Segmentation dataset records
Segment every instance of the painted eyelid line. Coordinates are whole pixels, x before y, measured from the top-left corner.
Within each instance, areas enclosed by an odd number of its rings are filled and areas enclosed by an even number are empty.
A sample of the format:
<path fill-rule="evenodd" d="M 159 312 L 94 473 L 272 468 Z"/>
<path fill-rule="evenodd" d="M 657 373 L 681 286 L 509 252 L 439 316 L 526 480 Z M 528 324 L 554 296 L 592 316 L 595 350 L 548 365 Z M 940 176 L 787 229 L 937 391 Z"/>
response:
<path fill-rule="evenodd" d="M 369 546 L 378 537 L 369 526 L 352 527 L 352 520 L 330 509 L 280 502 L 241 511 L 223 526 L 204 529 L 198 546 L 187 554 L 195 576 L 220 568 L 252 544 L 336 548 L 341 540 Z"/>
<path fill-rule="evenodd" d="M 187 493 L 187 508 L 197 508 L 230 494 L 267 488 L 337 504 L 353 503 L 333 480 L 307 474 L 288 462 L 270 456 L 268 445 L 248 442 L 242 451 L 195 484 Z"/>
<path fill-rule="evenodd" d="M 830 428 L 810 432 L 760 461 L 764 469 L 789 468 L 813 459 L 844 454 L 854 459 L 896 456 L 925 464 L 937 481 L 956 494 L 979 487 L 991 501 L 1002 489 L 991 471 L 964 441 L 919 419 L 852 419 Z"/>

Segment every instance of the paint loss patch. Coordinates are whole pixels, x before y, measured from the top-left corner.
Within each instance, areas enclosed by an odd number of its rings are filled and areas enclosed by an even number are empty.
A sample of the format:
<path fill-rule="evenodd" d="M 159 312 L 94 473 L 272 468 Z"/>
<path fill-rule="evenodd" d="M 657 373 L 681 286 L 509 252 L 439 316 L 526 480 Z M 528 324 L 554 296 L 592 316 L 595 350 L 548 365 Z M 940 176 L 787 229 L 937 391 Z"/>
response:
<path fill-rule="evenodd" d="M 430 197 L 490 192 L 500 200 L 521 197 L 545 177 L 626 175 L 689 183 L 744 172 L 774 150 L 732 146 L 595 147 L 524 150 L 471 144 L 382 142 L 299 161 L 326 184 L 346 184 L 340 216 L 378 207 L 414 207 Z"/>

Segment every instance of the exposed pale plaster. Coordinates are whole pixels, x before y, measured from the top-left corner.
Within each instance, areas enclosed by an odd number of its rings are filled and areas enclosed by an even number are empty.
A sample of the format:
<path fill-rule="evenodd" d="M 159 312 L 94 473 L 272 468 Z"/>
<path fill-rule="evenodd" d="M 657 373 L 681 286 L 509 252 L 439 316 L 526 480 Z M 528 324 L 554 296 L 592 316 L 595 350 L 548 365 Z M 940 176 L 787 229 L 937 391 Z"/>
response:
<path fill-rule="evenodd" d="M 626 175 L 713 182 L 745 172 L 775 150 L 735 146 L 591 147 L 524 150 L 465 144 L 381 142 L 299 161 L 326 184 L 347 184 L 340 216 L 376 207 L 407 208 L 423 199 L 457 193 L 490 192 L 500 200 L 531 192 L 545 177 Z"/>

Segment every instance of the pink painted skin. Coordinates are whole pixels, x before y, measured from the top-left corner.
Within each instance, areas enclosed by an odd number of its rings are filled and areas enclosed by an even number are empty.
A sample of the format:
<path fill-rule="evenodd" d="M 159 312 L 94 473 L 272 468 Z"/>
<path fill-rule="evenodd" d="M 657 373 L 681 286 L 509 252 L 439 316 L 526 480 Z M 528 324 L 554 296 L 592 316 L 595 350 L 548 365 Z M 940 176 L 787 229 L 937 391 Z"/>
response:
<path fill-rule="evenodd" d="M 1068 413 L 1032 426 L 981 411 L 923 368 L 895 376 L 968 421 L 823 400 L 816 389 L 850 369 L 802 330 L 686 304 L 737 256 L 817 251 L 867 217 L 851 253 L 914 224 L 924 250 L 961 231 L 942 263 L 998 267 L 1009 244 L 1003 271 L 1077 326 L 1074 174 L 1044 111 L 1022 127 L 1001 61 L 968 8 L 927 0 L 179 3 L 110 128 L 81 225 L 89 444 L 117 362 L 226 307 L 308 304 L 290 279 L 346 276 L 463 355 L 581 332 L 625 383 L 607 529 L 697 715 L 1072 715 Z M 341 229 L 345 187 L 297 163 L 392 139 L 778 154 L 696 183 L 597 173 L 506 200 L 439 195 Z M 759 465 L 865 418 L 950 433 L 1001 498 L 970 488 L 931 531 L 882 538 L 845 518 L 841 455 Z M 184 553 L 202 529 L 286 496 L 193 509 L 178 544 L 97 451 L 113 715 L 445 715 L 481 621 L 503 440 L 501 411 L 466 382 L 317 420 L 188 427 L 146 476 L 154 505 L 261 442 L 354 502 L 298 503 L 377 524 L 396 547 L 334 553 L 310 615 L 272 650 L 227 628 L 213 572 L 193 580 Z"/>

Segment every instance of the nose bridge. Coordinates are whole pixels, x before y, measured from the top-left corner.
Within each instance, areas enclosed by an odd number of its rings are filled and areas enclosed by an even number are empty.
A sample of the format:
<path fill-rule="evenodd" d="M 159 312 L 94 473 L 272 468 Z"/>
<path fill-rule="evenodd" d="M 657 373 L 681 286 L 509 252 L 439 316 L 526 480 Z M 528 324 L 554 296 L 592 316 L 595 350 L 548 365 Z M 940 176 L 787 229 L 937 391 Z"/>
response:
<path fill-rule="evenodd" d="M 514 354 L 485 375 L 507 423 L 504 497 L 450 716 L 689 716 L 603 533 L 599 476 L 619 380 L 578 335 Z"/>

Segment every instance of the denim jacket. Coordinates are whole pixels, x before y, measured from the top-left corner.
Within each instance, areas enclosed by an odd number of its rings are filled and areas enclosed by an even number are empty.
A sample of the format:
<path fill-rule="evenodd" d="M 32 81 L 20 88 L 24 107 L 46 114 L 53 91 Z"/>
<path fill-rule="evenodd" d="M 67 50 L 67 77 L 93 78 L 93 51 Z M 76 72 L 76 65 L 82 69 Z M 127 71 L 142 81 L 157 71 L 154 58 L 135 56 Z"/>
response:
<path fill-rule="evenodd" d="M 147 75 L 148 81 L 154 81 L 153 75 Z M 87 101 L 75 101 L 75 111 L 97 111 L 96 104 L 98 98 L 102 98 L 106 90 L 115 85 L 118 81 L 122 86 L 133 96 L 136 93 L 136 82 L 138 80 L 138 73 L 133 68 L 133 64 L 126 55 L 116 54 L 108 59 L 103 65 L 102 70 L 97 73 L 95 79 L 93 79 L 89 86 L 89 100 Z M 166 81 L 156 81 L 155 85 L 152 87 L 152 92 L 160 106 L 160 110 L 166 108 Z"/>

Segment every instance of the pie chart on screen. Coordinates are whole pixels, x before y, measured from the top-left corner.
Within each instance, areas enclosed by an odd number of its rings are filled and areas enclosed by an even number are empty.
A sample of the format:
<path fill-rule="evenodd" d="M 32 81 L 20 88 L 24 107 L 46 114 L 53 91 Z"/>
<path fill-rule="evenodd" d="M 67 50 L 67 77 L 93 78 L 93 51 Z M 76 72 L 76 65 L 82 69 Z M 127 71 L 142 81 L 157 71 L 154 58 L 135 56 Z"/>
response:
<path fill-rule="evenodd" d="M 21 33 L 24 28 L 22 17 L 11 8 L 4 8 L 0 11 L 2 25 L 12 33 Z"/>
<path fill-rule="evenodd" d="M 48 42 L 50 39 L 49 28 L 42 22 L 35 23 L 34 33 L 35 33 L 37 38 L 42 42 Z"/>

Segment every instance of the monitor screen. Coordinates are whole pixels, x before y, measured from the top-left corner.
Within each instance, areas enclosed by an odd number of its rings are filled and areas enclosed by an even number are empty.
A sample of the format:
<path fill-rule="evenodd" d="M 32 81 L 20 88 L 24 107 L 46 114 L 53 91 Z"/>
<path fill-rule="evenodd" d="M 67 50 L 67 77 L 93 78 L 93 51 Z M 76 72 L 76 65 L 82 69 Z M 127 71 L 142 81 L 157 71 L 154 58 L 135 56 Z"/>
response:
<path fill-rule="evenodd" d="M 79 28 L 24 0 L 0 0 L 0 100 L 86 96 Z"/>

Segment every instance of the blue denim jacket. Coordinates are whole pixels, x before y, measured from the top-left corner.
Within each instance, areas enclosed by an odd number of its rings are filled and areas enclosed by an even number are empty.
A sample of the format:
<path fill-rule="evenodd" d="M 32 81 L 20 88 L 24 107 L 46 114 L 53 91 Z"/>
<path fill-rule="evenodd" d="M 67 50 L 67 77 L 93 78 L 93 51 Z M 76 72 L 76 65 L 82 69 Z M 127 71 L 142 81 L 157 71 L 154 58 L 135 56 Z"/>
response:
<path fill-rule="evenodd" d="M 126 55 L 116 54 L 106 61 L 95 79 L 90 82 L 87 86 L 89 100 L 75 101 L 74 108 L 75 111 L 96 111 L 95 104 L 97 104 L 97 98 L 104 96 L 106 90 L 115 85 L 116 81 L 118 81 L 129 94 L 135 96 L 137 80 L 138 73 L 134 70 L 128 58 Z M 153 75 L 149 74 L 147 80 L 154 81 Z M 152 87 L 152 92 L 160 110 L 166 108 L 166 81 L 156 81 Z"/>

● **WHAT YOU WILL DO**: Rewrite the records from their first line through the line containing "187 493 L 187", replacing "painted eyelid line" with "painted brow line" and leaving everything else unchanged.

● **ANSWER BELOW**:
Segment every instance of the painted brow line. Coordinates are whole pixels, x before y, measured from the top-left corner.
Within each instance, areas enclosed by an odd number of its rings are filled and areas enclosed by an even number are empty.
A sample of the format:
<path fill-rule="evenodd" d="M 159 312 L 94 473 L 272 468 Z"/>
<path fill-rule="evenodd" d="M 657 373 L 681 286 L 509 252 L 439 316 L 526 480 Z M 528 324 L 554 296 L 592 316 L 595 350 L 548 365 Z M 940 176 L 787 229 L 937 391 Z"/>
response:
<path fill-rule="evenodd" d="M 369 546 L 378 537 L 369 526 L 352 527 L 352 520 L 330 509 L 280 502 L 241 511 L 223 526 L 204 529 L 198 546 L 187 554 L 195 576 L 220 568 L 252 544 L 336 548 L 341 540 Z"/>
<path fill-rule="evenodd" d="M 187 493 L 187 508 L 197 508 L 230 494 L 267 488 L 337 504 L 353 503 L 333 480 L 307 474 L 288 462 L 270 456 L 268 445 L 248 442 L 242 451 L 195 484 Z"/>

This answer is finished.